* _Written problem_
Count the lines of the data below that contain the string "jeans" and reply with only the number.

#### Entries supplied ####

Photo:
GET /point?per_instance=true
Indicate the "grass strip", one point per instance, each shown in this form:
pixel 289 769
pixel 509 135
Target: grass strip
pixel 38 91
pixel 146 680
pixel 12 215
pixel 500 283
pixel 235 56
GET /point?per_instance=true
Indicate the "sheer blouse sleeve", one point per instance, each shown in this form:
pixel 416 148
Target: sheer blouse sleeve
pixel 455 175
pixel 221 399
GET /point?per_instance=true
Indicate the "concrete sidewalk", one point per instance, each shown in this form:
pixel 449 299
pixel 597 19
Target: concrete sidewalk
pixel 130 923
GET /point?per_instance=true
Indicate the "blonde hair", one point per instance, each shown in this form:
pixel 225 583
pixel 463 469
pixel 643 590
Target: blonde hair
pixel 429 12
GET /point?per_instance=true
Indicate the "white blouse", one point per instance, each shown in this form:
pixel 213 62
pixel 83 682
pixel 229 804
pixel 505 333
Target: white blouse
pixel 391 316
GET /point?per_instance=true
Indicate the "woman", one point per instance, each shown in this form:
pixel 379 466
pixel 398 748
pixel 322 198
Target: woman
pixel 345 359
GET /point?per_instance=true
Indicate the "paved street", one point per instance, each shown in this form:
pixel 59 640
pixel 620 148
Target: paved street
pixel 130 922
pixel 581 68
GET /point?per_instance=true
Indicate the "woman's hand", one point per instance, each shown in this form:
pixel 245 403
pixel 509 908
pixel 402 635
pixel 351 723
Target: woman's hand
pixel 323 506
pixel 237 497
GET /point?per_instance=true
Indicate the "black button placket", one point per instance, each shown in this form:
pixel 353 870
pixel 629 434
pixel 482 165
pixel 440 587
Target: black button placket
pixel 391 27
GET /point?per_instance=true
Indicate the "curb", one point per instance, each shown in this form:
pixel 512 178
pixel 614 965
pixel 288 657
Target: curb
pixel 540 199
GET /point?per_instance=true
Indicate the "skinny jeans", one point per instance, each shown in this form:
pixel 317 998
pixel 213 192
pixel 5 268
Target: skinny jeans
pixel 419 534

####
#### Entries supplied ####

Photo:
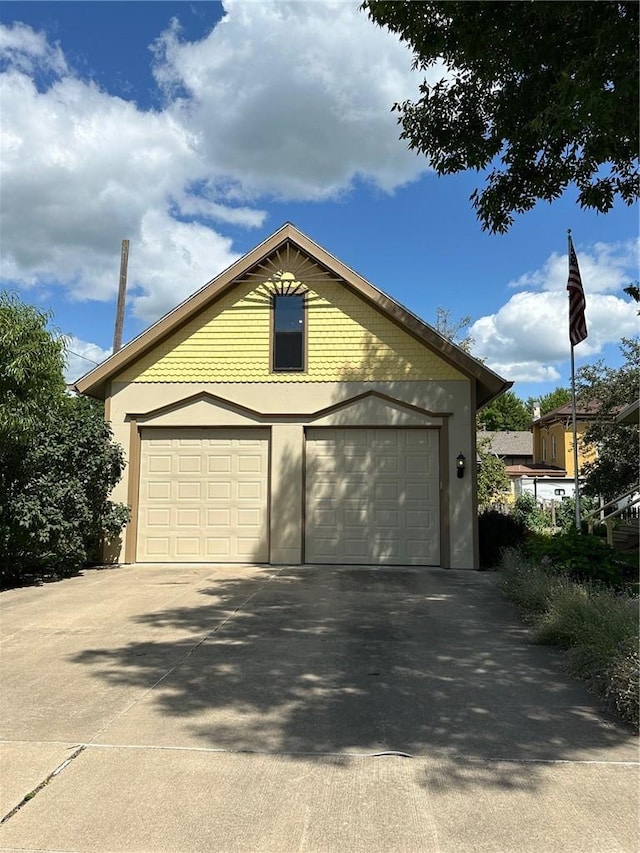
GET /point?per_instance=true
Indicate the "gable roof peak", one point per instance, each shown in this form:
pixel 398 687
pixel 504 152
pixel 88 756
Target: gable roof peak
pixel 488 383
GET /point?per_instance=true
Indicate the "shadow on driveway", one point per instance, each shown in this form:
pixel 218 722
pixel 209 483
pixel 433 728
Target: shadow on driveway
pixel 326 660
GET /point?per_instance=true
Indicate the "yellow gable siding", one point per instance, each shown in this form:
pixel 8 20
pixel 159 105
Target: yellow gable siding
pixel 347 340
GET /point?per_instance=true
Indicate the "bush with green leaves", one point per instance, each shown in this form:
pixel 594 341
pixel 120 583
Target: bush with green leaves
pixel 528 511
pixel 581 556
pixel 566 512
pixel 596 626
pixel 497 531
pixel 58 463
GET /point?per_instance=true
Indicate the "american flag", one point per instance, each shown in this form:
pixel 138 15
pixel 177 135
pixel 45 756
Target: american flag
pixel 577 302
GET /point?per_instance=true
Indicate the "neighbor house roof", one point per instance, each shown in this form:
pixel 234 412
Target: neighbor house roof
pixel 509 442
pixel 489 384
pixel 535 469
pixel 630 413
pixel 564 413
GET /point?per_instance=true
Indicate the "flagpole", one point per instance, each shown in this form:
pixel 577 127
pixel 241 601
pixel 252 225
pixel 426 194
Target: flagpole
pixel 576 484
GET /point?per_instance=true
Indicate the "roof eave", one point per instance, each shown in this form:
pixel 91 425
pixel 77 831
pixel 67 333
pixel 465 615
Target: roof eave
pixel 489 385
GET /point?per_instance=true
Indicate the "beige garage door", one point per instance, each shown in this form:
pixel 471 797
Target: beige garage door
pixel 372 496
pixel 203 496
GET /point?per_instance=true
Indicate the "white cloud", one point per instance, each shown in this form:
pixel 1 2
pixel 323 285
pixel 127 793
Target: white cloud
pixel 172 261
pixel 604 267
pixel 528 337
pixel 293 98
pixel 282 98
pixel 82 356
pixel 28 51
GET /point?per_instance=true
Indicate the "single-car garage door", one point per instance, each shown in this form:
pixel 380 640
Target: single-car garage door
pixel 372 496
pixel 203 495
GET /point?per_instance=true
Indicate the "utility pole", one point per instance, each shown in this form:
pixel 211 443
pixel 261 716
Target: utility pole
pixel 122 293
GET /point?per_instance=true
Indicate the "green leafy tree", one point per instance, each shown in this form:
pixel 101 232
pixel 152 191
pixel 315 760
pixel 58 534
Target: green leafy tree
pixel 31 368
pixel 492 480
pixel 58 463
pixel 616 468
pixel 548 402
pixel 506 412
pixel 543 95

####

* _Task result_
2